**Text extract:**
────────────────────────────────────────
Using UTF-8 as internal representation
Some notes on using UTF-8 as internal representation for ECMAScript strings when surrogate pairs can be combined.
Current representation
Current internal representation is a union of:
- CESU-8: to support full 16-bit codepoint sequences without limitations. In particular, individual and unpaired surrogates must work without interpretation or conversion.
- UTF-8: to support non-BMP characters, if they are created from C code or e.g. using String.fromCharCode(0x12345).
- Extended UTF-8: to support codepoints up to U+FFFFFFFF. This is now only needed by the regexp bytecode, which uses extended UTF-8 as its internal representation and needs to represent long offsets as codepoints.
C API problem with current representation
One concrete problem with this arrangement is that non-BMP strings are internally represented as CESU-8:
- If source code contains a non-BMP character, the ECMAScript specification requires that such a character is decoded into surrogates, from https://www.ecma-international.org/ecma-262/5.1/#sec-6:
- If an actual source text is encoded in a form other than 16-bit code units it must be processed as if it was first converted to UTF-16.
- This means that
x = '\u{12345}'
andx = '\ud808\udf45'
MUST be treated identically. For example, for both inputs:- The string's
.length
must be 2. x[0]
must be 0xd808, andx[1]
must be 0xdf45.- RegExps must be able to match the individual surrogates, and one must be able to e.g. backtrack each surrogate separately.
- It must be possible to take a substring whose one end is between the surrogate codepoints.
- The string's
- In the current C API such a string will appear CESU-8 encoded because that's the internal representation used for surrogate codepoints.
- Applications dealing natively with UTF-8 would often prefer to see UTF-8 rather than CESU-8, thus avoiding the need to transcode CESU-8 to UTF-8.
The ECMAScript specification doesn't (and cannot) mandate any specific internal representation, nor does it provide any requirements on how a C API must represent strings. The current convention of using CESU-8 for standard ECMAScript strings is thus not really mandatory. However, if an alternative representation is used, it MUST behave identically as far as script code is concerned.
Automatically combining surrogates in internal representation
One alternative to the current internal representation is to:
- Keep the current CESU-8 + UTF-8 + extended UTF-8 as the base representation.
- When conceptual ECMAScript strings contain correctly paired surrogates, combine the surrogates into the actual non-BMP codepoint. The resulting codepoint is then valid UTF-8 and not CESU-8.
- When a non-paired surrogate is found, encode it as CESU-8 as before.
- This process must be applied to all inputs, both script code and C code, so that a certain conceptual ECMAScript string has a unique duk_hstring representation. (If this is not the case, string comparison using an interned string pointer would no longer be valid which leads to a lot of complications.)
This would have the upside that:
- Valid Unicode strings in UTF-8 codepoint range (U+0000 to U+10FFFF without surrogate range U+D800 to U+DFFF) would appear as valid UTF-8 (not CESU-8) in the C API.
- Pushing UTF-8 strings would produce strings that behaved like standard ECMAScript strings, i.e. they would conceptually have surrogate pairs in place of non-BMP.
And a few downsides:
- All the internal code would need to maintain an "as if" illusion: such strings must appear as uninterpreted 16-bit codepoint sequences, and all 16-bit codepoint sequences must still work without difference as far as script code is concerned. This is not trivial, more on this below.
────────────────────────────────────────
**Supplied data:**
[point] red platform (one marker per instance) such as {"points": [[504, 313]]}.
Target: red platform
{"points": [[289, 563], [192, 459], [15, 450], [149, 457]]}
────────────────────────────────────────
**Work to do:**
Rewrite the stretch of the UTF-8 notes from "- When conceptual" through "lot of complications.)", putting "internal string" in place of "duk_hstring". Rely only on the UTF-8 notes above.

**Task result:**
- When conceptual ECMAScript strings contain correctly paired surrogates, combine the surrogates into the actual non-BMP codepoint. The resulting codepoint is then valid UTF-8 and not CESU-8.
- When a non-paired surrogate is found, encode it as CESU-8 as before.
- This process must be applied to all inputs, both script code and C code, so that a certain conceptual ECMAScript string has a unique internal string representation. (If this is not the case, string comparison using an interned string pointer would no longer be valid which leads to a lot of complications.)